[Stored data]
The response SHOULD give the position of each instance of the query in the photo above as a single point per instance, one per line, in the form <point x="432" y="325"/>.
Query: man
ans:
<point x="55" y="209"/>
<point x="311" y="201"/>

Exercise: Set down each record above without changing a single word.

Answer space:
The response SHOULD give the position of each instance of the query in the photo above as a single point per instance, one per line, in the form <point x="432" y="325"/>.
Query: man
ans:
<point x="55" y="209"/>
<point x="311" y="201"/>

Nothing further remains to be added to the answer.